Exercise details
Report each of the lines below that contains the string "airplane", treating uppercase and lowercase letters as distinct.

Supplied information
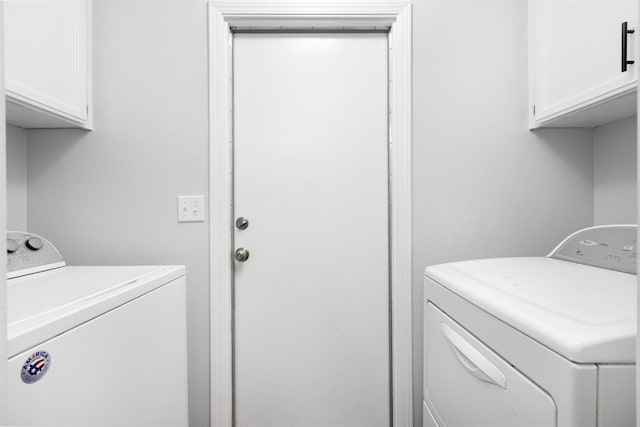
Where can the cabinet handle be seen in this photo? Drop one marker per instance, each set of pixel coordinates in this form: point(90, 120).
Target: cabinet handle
point(625, 32)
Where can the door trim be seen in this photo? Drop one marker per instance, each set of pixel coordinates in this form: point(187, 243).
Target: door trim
point(223, 17)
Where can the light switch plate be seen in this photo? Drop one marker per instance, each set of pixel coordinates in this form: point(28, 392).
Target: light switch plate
point(191, 208)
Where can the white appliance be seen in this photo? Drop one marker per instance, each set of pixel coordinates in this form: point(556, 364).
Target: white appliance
point(93, 346)
point(537, 341)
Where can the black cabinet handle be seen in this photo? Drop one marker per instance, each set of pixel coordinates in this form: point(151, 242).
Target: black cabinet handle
point(625, 32)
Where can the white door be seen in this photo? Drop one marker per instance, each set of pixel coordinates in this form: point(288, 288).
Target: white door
point(311, 177)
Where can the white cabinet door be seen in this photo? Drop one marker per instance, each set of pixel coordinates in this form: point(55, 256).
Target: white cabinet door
point(576, 61)
point(46, 56)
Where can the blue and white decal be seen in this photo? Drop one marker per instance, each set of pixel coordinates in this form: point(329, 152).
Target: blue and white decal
point(35, 367)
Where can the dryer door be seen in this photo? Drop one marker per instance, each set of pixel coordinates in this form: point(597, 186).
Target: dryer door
point(467, 384)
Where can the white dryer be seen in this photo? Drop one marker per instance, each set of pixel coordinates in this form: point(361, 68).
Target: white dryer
point(534, 341)
point(93, 346)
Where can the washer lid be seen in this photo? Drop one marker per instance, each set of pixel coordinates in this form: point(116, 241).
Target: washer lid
point(43, 305)
point(587, 314)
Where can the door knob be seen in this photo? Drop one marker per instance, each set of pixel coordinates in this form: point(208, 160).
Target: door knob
point(241, 255)
point(242, 223)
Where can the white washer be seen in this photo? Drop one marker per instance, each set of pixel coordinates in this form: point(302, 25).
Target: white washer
point(537, 341)
point(94, 346)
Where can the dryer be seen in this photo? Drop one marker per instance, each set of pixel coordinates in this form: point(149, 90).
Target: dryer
point(534, 341)
point(93, 346)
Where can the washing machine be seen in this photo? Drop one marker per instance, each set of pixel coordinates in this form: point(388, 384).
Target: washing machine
point(534, 341)
point(93, 346)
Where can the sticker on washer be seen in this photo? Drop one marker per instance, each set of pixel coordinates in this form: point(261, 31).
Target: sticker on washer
point(35, 367)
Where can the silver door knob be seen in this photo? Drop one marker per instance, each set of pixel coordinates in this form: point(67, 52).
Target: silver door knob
point(241, 255)
point(242, 223)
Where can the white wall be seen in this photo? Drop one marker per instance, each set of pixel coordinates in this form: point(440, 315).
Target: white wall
point(615, 166)
point(109, 196)
point(485, 186)
point(3, 244)
point(16, 178)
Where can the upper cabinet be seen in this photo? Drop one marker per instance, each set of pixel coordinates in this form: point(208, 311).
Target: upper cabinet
point(47, 63)
point(583, 62)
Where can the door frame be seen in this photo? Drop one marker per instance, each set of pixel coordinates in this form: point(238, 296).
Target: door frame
point(223, 17)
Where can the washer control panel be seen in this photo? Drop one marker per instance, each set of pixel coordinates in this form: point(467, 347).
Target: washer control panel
point(29, 253)
point(614, 247)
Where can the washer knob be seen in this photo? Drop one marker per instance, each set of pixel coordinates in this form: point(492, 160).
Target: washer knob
point(12, 246)
point(33, 243)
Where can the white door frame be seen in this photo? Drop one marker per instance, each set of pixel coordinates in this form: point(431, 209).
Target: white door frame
point(223, 17)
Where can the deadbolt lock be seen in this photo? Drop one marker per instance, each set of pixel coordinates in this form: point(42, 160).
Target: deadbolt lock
point(241, 255)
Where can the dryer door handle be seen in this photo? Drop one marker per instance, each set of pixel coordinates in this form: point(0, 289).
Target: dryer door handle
point(473, 361)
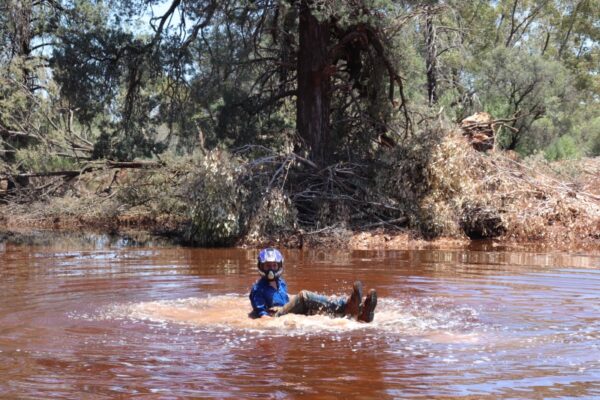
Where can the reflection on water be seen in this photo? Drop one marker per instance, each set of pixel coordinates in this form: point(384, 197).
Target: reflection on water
point(108, 320)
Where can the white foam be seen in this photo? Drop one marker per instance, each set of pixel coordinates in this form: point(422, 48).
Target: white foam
point(227, 312)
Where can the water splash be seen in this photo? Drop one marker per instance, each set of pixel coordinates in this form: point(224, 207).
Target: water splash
point(227, 312)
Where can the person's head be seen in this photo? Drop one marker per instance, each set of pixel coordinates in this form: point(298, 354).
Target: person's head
point(270, 263)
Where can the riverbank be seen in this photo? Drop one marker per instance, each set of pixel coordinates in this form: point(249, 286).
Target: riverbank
point(440, 192)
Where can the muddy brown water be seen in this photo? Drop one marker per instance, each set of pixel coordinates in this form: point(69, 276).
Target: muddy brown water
point(108, 321)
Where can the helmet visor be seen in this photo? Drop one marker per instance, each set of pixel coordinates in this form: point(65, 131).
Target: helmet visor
point(270, 266)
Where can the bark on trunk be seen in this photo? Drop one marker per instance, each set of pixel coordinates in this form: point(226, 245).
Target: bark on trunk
point(314, 86)
point(431, 59)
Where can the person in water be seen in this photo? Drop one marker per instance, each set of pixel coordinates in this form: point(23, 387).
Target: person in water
point(269, 295)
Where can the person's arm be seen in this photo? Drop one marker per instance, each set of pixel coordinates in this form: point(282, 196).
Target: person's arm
point(259, 305)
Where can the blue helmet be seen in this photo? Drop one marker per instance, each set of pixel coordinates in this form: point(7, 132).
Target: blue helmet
point(270, 255)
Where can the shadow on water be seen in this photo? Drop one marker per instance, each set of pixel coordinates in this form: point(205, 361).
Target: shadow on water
point(83, 239)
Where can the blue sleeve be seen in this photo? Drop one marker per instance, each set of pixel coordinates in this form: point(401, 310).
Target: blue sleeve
point(258, 302)
point(283, 289)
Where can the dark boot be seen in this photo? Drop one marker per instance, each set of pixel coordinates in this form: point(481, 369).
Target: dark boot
point(368, 307)
point(353, 307)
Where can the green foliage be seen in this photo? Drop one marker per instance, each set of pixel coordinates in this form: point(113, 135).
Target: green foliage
point(563, 148)
point(217, 200)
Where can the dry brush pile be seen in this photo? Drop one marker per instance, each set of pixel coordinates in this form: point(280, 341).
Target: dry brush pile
point(447, 189)
point(433, 185)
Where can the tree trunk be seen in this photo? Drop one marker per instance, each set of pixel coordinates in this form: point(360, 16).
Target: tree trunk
point(314, 86)
point(431, 58)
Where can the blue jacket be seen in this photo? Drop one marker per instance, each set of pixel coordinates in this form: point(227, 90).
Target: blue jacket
point(263, 296)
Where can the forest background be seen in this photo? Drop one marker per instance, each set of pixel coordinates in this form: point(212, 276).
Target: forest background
point(221, 120)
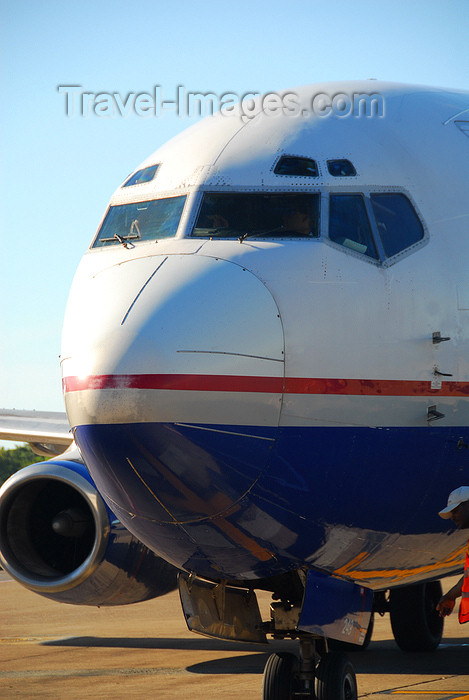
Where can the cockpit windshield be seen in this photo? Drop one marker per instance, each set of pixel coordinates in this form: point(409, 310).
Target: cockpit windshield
point(242, 215)
point(140, 221)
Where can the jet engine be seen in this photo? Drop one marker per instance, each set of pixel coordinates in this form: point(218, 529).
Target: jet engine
point(59, 539)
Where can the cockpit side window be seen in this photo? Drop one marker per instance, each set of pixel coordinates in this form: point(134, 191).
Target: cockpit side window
point(127, 224)
point(398, 225)
point(341, 168)
point(242, 215)
point(349, 224)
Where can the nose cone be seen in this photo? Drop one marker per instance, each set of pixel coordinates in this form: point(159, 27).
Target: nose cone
point(173, 376)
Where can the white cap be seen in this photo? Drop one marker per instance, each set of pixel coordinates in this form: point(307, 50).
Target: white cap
point(455, 499)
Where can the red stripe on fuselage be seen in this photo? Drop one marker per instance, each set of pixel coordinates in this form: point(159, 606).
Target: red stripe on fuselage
point(266, 385)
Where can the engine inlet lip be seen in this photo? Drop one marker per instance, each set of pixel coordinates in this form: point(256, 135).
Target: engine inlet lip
point(54, 472)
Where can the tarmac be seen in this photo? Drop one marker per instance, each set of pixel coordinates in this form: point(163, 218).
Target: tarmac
point(52, 650)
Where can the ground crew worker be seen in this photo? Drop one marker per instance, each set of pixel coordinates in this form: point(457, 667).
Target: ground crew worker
point(458, 510)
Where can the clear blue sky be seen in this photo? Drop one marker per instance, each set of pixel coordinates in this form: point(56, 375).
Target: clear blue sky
point(59, 172)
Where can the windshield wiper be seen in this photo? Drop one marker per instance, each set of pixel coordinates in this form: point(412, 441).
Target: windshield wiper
point(264, 232)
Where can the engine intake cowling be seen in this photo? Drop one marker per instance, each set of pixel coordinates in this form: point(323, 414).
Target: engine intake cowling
point(59, 539)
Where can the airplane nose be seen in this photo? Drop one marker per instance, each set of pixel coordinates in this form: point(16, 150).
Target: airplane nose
point(173, 373)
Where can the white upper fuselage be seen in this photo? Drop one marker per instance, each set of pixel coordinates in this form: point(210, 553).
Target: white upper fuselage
point(286, 332)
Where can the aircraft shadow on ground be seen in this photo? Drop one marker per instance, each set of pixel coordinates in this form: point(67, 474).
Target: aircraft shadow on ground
point(379, 658)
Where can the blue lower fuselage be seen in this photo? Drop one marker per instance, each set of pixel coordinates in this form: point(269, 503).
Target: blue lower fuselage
point(240, 502)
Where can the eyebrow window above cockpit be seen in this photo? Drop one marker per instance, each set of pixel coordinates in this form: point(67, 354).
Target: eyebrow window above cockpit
point(296, 166)
point(244, 215)
point(341, 168)
point(142, 176)
point(127, 224)
point(349, 224)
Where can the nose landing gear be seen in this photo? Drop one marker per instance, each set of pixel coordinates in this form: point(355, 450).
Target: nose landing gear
point(318, 674)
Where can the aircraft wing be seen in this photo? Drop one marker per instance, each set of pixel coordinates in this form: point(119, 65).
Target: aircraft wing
point(47, 432)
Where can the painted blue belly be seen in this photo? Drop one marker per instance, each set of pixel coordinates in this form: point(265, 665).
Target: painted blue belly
point(243, 502)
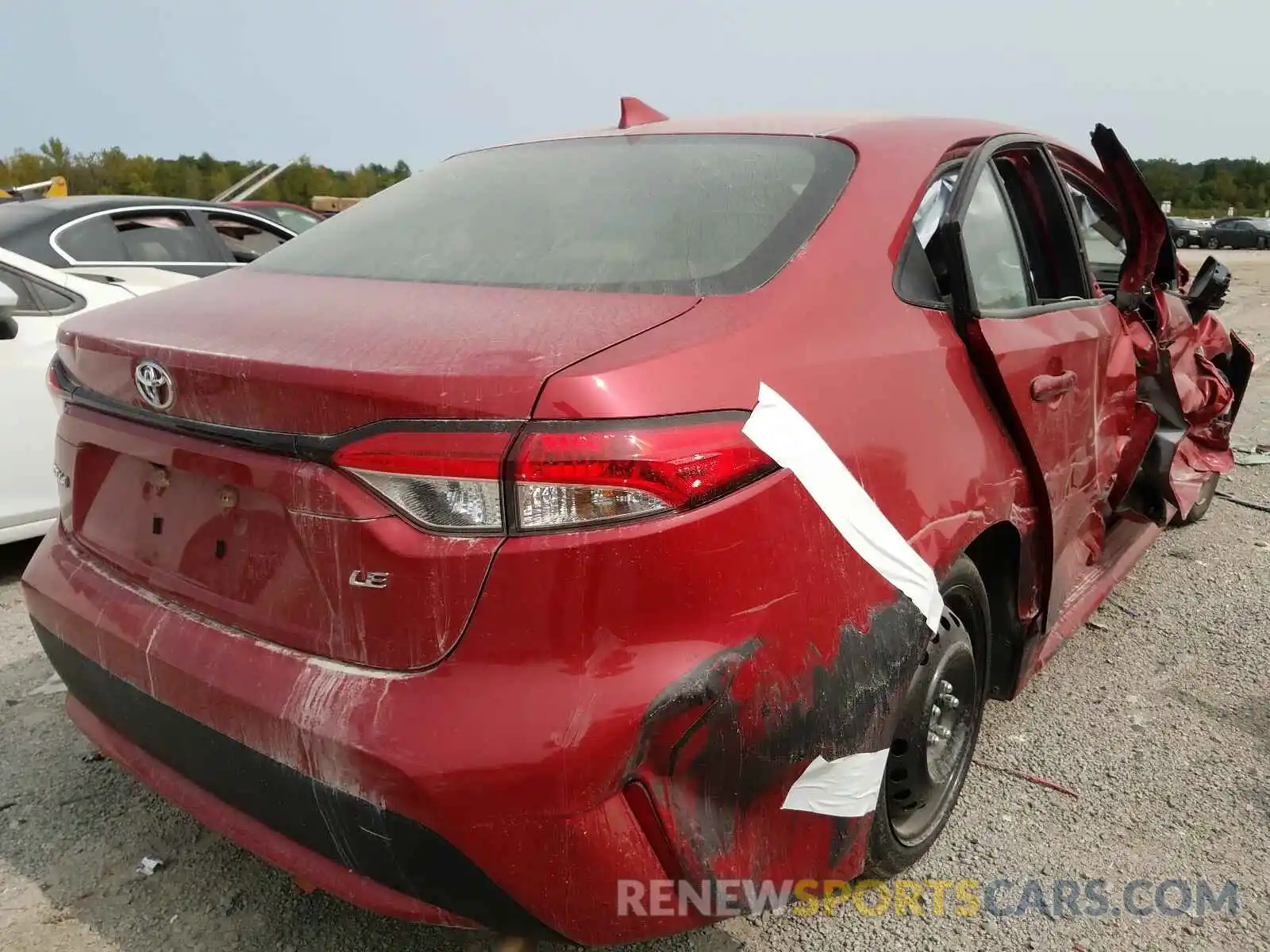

Expected answer
Where can the airplane nose be seen in this photo? Drop one marker per instance, each set of pixel coordinates in this form: point(16, 150).
Target: airplane nose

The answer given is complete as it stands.